**Data yang Tersedia:**
* * * * *

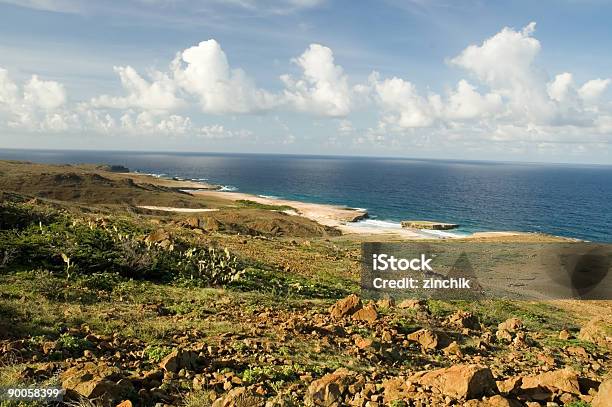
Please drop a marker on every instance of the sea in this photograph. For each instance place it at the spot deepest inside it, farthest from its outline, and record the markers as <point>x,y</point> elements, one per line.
<point>559,199</point>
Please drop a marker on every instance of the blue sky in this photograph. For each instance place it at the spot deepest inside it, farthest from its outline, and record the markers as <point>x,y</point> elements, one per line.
<point>423,78</point>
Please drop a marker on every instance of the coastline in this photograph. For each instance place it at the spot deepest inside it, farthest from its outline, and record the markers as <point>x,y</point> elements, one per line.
<point>350,221</point>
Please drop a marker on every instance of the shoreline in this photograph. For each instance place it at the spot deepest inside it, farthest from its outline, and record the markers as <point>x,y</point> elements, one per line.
<point>350,221</point>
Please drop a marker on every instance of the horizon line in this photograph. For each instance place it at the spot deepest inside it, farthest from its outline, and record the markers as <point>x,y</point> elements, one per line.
<point>476,160</point>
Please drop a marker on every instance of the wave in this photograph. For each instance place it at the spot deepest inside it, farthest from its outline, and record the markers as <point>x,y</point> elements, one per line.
<point>387,224</point>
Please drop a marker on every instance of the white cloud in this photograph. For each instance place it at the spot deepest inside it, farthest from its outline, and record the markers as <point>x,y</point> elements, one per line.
<point>47,95</point>
<point>203,71</point>
<point>158,94</point>
<point>466,103</point>
<point>323,88</point>
<point>401,103</point>
<point>592,90</point>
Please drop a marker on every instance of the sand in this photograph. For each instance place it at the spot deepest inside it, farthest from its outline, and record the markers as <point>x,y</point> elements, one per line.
<point>343,218</point>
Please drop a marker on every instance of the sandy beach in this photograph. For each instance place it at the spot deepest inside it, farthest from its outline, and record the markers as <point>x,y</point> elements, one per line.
<point>348,220</point>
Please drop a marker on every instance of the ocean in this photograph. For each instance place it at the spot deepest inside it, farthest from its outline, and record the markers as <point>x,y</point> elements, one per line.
<point>558,199</point>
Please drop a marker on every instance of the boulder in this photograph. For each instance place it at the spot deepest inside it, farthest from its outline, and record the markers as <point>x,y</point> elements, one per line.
<point>545,385</point>
<point>459,381</point>
<point>367,314</point>
<point>511,325</point>
<point>330,388</point>
<point>157,236</point>
<point>598,331</point>
<point>463,319</point>
<point>427,338</point>
<point>604,395</point>
<point>495,401</point>
<point>94,381</point>
<point>180,359</point>
<point>345,307</point>
<point>240,397</point>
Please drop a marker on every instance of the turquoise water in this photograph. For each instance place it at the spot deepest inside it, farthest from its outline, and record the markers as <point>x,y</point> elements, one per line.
<point>564,200</point>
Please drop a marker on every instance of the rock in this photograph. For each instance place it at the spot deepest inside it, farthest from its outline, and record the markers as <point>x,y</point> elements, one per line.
<point>503,335</point>
<point>412,304</point>
<point>180,359</point>
<point>192,222</point>
<point>545,385</point>
<point>93,381</point>
<point>495,401</point>
<point>385,303</point>
<point>453,349</point>
<point>345,307</point>
<point>330,388</point>
<point>367,314</point>
<point>240,397</point>
<point>565,335</point>
<point>362,343</point>
<point>157,236</point>
<point>459,381</point>
<point>511,325</point>
<point>597,331</point>
<point>463,319</point>
<point>427,338</point>
<point>510,385</point>
<point>604,395</point>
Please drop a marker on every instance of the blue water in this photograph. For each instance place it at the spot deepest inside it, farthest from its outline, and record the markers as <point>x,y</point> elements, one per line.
<point>564,200</point>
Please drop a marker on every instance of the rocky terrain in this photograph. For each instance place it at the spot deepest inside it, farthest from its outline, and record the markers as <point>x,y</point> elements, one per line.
<point>122,306</point>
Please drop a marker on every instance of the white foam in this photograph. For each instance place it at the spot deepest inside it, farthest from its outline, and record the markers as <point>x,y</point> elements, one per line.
<point>369,223</point>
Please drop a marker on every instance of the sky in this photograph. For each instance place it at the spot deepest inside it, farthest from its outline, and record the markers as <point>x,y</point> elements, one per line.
<point>476,79</point>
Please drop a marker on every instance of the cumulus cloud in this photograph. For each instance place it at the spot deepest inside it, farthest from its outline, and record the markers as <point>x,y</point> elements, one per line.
<point>323,88</point>
<point>203,71</point>
<point>592,90</point>
<point>157,94</point>
<point>37,104</point>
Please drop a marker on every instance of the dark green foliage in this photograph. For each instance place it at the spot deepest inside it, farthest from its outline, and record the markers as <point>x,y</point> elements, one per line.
<point>64,244</point>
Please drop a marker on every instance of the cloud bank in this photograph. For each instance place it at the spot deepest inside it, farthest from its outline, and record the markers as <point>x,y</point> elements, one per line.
<point>504,96</point>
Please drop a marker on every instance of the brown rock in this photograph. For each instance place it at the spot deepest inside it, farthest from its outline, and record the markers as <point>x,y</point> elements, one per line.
<point>495,401</point>
<point>511,325</point>
<point>367,314</point>
<point>192,222</point>
<point>240,397</point>
<point>604,395</point>
<point>598,331</point>
<point>427,338</point>
<point>330,388</point>
<point>157,236</point>
<point>459,381</point>
<point>453,349</point>
<point>92,381</point>
<point>345,307</point>
<point>463,319</point>
<point>180,359</point>
<point>545,385</point>
<point>386,303</point>
<point>565,335</point>
<point>510,385</point>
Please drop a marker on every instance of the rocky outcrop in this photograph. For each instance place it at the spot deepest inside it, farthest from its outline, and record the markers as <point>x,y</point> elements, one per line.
<point>329,389</point>
<point>425,224</point>
<point>459,381</point>
<point>346,307</point>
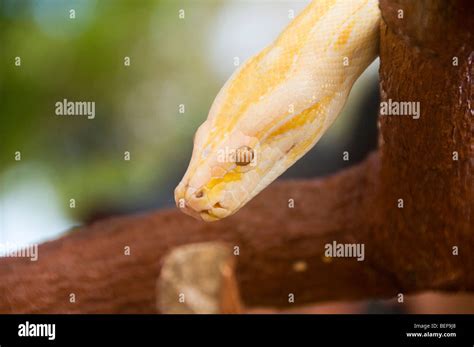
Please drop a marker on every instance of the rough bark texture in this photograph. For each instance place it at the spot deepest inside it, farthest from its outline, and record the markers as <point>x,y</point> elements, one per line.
<point>406,250</point>
<point>417,154</point>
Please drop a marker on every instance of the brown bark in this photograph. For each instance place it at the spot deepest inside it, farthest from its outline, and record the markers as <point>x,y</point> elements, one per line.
<point>406,250</point>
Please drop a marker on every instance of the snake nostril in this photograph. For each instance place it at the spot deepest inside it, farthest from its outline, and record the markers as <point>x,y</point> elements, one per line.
<point>217,205</point>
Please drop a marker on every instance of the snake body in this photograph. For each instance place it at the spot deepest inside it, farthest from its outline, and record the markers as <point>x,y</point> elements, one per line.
<point>277,106</point>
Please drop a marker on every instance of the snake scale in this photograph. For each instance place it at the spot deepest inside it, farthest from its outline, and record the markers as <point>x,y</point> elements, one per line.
<point>277,105</point>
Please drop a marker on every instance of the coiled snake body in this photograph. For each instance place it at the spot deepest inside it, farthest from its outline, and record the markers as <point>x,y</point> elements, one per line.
<point>277,106</point>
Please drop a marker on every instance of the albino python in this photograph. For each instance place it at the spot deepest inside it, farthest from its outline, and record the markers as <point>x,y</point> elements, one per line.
<point>277,105</point>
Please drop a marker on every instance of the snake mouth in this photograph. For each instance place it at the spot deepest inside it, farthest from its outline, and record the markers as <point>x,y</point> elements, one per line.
<point>195,203</point>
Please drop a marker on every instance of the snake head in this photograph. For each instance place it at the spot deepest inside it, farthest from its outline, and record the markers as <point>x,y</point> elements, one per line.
<point>277,105</point>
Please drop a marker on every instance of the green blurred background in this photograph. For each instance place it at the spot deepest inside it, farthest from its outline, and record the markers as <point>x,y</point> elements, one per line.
<point>173,61</point>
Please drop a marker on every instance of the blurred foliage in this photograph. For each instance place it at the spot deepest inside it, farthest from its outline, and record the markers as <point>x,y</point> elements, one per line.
<point>82,59</point>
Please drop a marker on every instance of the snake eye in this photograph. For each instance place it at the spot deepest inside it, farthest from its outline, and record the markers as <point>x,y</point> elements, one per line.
<point>244,155</point>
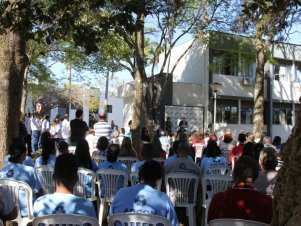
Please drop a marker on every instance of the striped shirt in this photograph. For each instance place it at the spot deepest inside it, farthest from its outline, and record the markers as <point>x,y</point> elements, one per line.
<point>102,129</point>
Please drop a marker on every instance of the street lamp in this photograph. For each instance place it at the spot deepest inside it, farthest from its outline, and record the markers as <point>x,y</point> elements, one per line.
<point>215,86</point>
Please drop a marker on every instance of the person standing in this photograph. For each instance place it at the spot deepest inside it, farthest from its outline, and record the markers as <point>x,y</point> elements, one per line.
<point>36,127</point>
<point>78,127</point>
<point>66,129</point>
<point>102,128</point>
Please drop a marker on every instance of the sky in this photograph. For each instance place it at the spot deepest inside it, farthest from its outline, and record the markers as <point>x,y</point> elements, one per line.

* * * * *

**Latihan Singkat:**
Tolong ganti "snake nostril" dengan "snake eye" pada baris-baris mulai dari baris yang memuat "Please drop a marker on every instance of the snake nostril" hingga dan termasuk baris yang memuat "<point>217,205</point>". Tuliskan kembali baris-baris itu saja tanpa perubahan lain.

**Keluaran yang Diharapkan:**
Please drop a marker on every instance of the snake eye in this photograph. For each instance place it at the spot deepest inside it, farthest from its outline, and record the markers as <point>x,y</point> elements, one per line.
<point>217,205</point>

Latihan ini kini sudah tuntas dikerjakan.